OBJECTIVE: Quote precisely the final stretch of the listing: start at the line containing "For practice, label the metal" and stop after the last line.

<<<<

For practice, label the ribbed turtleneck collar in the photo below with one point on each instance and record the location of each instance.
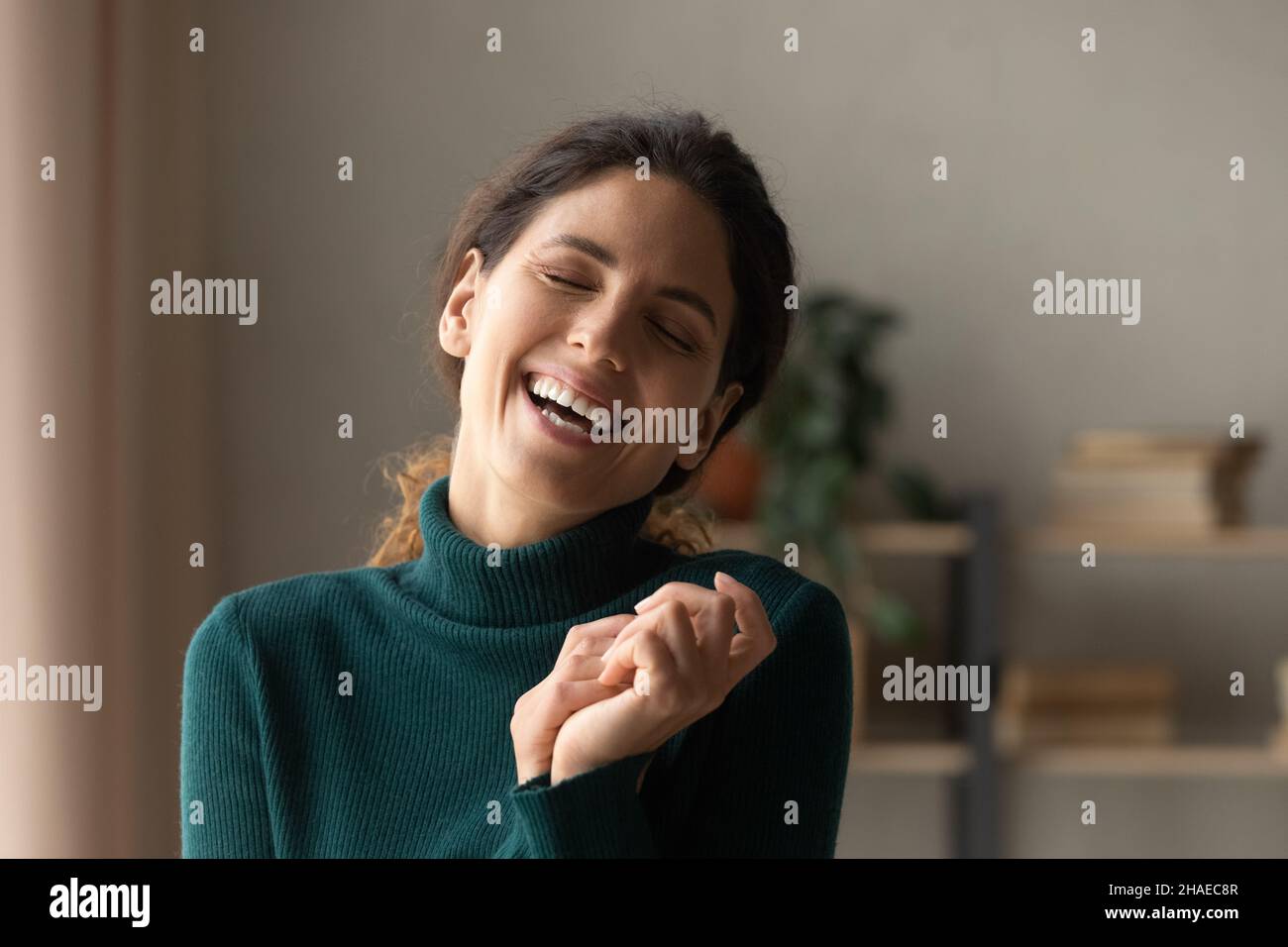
(566, 575)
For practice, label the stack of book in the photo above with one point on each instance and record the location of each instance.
(1153, 479)
(1116, 705)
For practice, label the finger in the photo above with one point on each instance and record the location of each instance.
(566, 697)
(677, 630)
(712, 617)
(645, 652)
(603, 628)
(756, 637)
(691, 594)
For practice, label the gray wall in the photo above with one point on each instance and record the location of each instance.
(1103, 165)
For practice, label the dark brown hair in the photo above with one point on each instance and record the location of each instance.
(679, 145)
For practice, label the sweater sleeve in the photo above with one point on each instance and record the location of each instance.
(772, 781)
(223, 802)
(592, 814)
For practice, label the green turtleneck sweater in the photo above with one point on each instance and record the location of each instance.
(366, 712)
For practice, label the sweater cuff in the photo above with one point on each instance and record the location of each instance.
(592, 814)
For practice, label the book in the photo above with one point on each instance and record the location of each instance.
(1028, 685)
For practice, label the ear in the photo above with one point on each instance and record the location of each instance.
(458, 320)
(708, 423)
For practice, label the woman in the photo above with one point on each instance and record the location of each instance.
(540, 660)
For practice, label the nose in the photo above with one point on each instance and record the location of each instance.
(600, 333)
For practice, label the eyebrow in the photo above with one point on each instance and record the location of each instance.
(604, 256)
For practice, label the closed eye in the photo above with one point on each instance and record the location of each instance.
(675, 339)
(554, 277)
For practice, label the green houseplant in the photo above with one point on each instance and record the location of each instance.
(816, 434)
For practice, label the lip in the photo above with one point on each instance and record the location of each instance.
(570, 377)
(561, 434)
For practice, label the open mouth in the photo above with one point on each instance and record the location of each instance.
(562, 405)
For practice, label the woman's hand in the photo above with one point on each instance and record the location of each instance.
(679, 657)
(571, 685)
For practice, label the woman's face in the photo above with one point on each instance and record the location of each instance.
(618, 291)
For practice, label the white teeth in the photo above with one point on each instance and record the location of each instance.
(559, 421)
(562, 394)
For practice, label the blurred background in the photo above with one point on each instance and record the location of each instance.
(954, 540)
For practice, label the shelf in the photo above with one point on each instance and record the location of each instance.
(1186, 761)
(896, 538)
(1233, 543)
(910, 758)
(953, 758)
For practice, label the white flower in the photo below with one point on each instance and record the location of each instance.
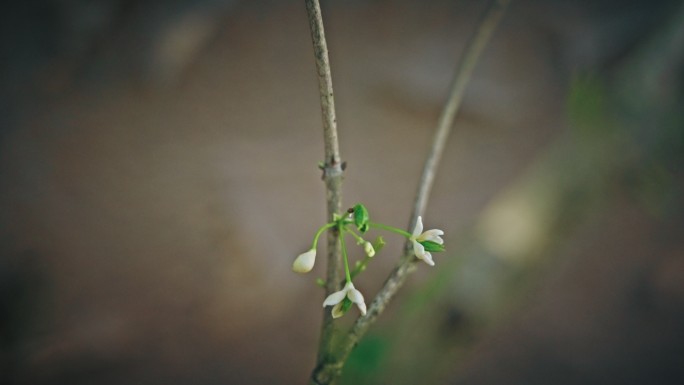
(368, 248)
(420, 236)
(337, 297)
(304, 262)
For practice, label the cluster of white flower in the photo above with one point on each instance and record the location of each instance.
(423, 243)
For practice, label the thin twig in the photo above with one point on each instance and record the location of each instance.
(332, 170)
(398, 276)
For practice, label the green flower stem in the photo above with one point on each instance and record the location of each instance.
(344, 255)
(390, 228)
(320, 231)
(358, 238)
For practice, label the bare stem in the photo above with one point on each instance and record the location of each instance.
(332, 176)
(326, 372)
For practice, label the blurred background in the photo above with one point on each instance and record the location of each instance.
(158, 176)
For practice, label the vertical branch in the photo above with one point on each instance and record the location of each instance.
(398, 276)
(332, 170)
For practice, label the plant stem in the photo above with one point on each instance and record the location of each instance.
(331, 370)
(325, 373)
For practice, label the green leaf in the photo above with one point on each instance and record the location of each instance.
(361, 217)
(432, 246)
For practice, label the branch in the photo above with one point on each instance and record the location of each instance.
(331, 369)
(332, 169)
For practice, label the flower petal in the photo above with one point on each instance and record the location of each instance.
(427, 257)
(304, 262)
(356, 297)
(418, 249)
(419, 227)
(335, 298)
(432, 235)
(368, 248)
(337, 310)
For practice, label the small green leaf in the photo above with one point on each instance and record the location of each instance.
(432, 246)
(361, 217)
(379, 243)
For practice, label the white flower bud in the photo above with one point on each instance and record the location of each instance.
(304, 262)
(368, 248)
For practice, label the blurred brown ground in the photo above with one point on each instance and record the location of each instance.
(158, 176)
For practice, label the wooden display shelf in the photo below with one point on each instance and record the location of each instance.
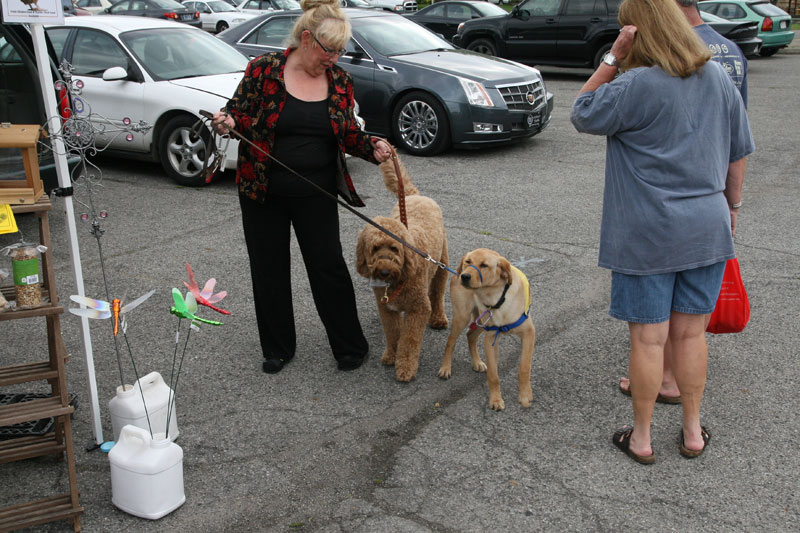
(40, 512)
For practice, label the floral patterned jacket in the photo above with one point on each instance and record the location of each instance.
(258, 102)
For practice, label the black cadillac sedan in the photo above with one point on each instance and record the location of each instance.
(418, 89)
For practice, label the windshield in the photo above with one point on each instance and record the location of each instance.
(395, 35)
(169, 54)
(218, 6)
(489, 10)
(287, 4)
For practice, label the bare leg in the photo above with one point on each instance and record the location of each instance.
(646, 367)
(690, 363)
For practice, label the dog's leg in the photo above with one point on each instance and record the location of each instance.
(472, 341)
(392, 322)
(410, 344)
(495, 398)
(436, 295)
(528, 336)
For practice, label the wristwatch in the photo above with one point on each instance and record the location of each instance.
(610, 59)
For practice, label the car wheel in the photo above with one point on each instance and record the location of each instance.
(182, 152)
(598, 57)
(419, 124)
(483, 46)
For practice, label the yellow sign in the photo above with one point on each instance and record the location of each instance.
(7, 222)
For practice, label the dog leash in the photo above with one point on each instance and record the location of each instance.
(427, 257)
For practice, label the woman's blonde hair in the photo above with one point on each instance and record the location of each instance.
(324, 19)
(663, 38)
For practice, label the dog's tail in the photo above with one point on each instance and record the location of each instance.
(390, 177)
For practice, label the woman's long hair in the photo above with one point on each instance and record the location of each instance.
(663, 38)
(324, 19)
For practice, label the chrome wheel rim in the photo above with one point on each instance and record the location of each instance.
(418, 125)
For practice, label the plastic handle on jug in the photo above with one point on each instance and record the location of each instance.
(131, 433)
(153, 379)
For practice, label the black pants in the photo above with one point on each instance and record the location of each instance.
(316, 225)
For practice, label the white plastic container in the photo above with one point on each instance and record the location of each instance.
(127, 407)
(146, 473)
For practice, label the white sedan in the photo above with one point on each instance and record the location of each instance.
(217, 15)
(159, 72)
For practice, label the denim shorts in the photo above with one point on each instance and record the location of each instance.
(650, 299)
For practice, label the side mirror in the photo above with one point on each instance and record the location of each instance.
(115, 73)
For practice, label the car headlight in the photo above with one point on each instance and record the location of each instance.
(476, 93)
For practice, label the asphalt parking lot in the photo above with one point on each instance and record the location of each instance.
(315, 449)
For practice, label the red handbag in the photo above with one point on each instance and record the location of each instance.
(733, 308)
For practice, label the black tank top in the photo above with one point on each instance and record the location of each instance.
(304, 142)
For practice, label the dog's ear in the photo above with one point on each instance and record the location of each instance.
(361, 254)
(505, 269)
(460, 268)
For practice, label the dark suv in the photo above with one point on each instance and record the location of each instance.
(568, 33)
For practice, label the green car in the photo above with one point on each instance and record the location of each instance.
(775, 24)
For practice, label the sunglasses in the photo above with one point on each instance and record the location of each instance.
(329, 51)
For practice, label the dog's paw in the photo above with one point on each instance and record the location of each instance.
(405, 374)
(479, 366)
(438, 323)
(388, 358)
(526, 399)
(497, 404)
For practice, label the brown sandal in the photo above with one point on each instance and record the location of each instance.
(622, 440)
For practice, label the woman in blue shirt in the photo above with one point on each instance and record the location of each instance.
(674, 173)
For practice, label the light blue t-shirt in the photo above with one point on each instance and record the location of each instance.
(726, 53)
(669, 144)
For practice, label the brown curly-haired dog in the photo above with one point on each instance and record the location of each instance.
(414, 292)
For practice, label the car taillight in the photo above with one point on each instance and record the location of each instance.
(63, 102)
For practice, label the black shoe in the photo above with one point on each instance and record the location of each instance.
(350, 362)
(274, 365)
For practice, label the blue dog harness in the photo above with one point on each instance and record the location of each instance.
(507, 327)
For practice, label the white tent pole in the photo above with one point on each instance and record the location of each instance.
(59, 154)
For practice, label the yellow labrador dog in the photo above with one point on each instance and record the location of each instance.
(489, 295)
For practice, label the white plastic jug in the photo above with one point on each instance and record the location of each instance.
(146, 473)
(127, 407)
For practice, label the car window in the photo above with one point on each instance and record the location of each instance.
(58, 36)
(274, 32)
(95, 52)
(459, 11)
(730, 11)
(765, 9)
(586, 7)
(436, 11)
(613, 6)
(540, 8)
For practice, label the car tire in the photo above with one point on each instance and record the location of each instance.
(598, 57)
(483, 46)
(420, 125)
(181, 152)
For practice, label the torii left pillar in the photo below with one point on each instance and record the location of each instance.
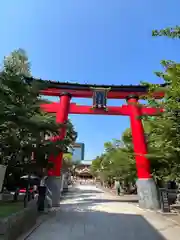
(54, 180)
(146, 188)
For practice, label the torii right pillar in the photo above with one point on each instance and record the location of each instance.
(146, 187)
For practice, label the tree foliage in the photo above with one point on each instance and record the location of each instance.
(162, 132)
(23, 126)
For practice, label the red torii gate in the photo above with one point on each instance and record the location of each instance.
(66, 91)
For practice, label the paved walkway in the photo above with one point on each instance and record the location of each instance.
(88, 213)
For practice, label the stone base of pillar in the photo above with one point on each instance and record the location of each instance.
(147, 193)
(54, 185)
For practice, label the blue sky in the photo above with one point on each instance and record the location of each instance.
(91, 41)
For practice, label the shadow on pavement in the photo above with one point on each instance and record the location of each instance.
(86, 219)
(87, 194)
(88, 223)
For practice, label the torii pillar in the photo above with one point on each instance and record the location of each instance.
(54, 181)
(146, 187)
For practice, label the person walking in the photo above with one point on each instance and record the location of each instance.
(117, 186)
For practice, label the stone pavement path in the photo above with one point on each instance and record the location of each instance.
(88, 213)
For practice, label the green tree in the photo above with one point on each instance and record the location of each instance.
(22, 123)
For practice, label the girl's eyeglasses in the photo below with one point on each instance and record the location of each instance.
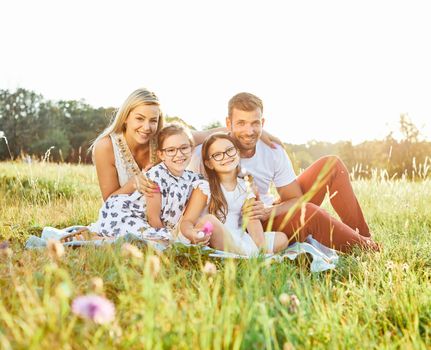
(219, 156)
(172, 151)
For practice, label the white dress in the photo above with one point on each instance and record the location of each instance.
(235, 199)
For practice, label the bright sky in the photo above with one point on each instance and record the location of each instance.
(326, 70)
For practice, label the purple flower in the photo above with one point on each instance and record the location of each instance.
(94, 307)
(208, 228)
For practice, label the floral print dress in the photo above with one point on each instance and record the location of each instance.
(123, 214)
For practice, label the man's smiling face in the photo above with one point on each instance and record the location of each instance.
(246, 127)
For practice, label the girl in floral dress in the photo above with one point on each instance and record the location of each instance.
(154, 217)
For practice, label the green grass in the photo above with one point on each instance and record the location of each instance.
(371, 300)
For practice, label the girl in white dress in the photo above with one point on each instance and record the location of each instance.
(221, 199)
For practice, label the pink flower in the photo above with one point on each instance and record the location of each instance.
(94, 307)
(208, 228)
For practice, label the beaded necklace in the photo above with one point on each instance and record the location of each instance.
(127, 158)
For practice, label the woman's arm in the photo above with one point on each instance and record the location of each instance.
(193, 211)
(107, 172)
(107, 175)
(154, 208)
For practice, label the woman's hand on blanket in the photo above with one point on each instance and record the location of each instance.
(144, 185)
(196, 238)
(254, 210)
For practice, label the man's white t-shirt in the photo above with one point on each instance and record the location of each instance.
(266, 166)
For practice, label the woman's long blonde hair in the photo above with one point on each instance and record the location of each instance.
(138, 97)
(217, 205)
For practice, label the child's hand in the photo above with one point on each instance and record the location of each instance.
(198, 237)
(144, 185)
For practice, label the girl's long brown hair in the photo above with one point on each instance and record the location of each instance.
(217, 205)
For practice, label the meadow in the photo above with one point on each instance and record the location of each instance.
(179, 301)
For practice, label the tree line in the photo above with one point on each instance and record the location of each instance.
(31, 125)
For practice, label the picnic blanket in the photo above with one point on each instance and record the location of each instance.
(322, 257)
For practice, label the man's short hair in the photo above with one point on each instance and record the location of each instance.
(244, 101)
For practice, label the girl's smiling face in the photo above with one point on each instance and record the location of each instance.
(176, 153)
(223, 156)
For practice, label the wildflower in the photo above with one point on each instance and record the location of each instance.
(208, 228)
(5, 251)
(284, 299)
(209, 269)
(293, 304)
(55, 249)
(390, 265)
(96, 284)
(96, 308)
(154, 265)
(130, 251)
(63, 291)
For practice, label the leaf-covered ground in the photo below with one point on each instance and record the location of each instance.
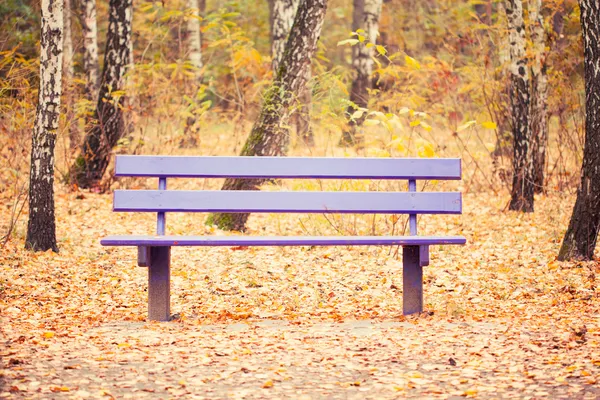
(503, 318)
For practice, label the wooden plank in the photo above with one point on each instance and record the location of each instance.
(424, 255)
(143, 256)
(159, 284)
(288, 202)
(412, 280)
(288, 167)
(280, 240)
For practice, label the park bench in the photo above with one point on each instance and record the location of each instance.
(154, 251)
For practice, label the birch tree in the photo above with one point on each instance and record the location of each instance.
(90, 47)
(270, 133)
(194, 38)
(365, 16)
(68, 73)
(101, 137)
(282, 19)
(523, 185)
(581, 236)
(41, 227)
(539, 94)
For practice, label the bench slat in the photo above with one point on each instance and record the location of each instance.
(161, 241)
(288, 167)
(288, 202)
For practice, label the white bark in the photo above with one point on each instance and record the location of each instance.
(41, 225)
(90, 47)
(539, 89)
(67, 43)
(194, 37)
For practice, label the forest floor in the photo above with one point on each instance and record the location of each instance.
(503, 318)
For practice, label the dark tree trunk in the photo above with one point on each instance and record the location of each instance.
(523, 185)
(580, 239)
(90, 47)
(41, 228)
(110, 127)
(282, 19)
(270, 133)
(365, 16)
(539, 95)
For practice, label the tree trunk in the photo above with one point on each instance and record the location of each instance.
(580, 239)
(539, 94)
(41, 228)
(303, 125)
(68, 73)
(110, 127)
(90, 47)
(365, 16)
(194, 38)
(270, 133)
(523, 185)
(282, 19)
(194, 44)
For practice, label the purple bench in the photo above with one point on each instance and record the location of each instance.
(154, 251)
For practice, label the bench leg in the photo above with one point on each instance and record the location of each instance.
(159, 284)
(412, 284)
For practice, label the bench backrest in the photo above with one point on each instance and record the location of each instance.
(411, 169)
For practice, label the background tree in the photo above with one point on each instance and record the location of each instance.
(194, 38)
(581, 236)
(68, 73)
(282, 19)
(523, 185)
(270, 133)
(100, 138)
(90, 47)
(539, 94)
(365, 16)
(41, 228)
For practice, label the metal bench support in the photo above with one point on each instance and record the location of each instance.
(412, 281)
(159, 284)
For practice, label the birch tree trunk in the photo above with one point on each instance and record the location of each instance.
(282, 19)
(365, 16)
(68, 73)
(580, 239)
(270, 133)
(539, 94)
(523, 185)
(193, 37)
(90, 47)
(41, 228)
(194, 54)
(110, 127)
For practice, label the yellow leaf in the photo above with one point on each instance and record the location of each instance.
(412, 63)
(465, 126)
(351, 42)
(371, 122)
(357, 114)
(489, 125)
(426, 126)
(268, 384)
(426, 150)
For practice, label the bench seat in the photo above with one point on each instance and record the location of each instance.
(170, 240)
(154, 251)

>>>>

SOLUTION TO THIS TASK:
For practice, label the metal bench support in the photo above with one point on each instance and record the location of each instance.
(412, 281)
(159, 284)
For practice, label the birch tree trunk in the photo above with one point on each instance and record the location of each instance.
(282, 19)
(365, 16)
(68, 73)
(580, 239)
(270, 133)
(539, 94)
(523, 185)
(193, 37)
(90, 47)
(41, 228)
(194, 54)
(110, 127)
For practice, label the yellow leaf in the photo above with one point on each instance and record the location of each instance.
(412, 63)
(465, 126)
(351, 42)
(371, 122)
(357, 114)
(489, 125)
(426, 126)
(268, 384)
(426, 150)
For practice, label the bench seat in the photo above with one point on each instance and record the location of each instance.
(170, 240)
(154, 251)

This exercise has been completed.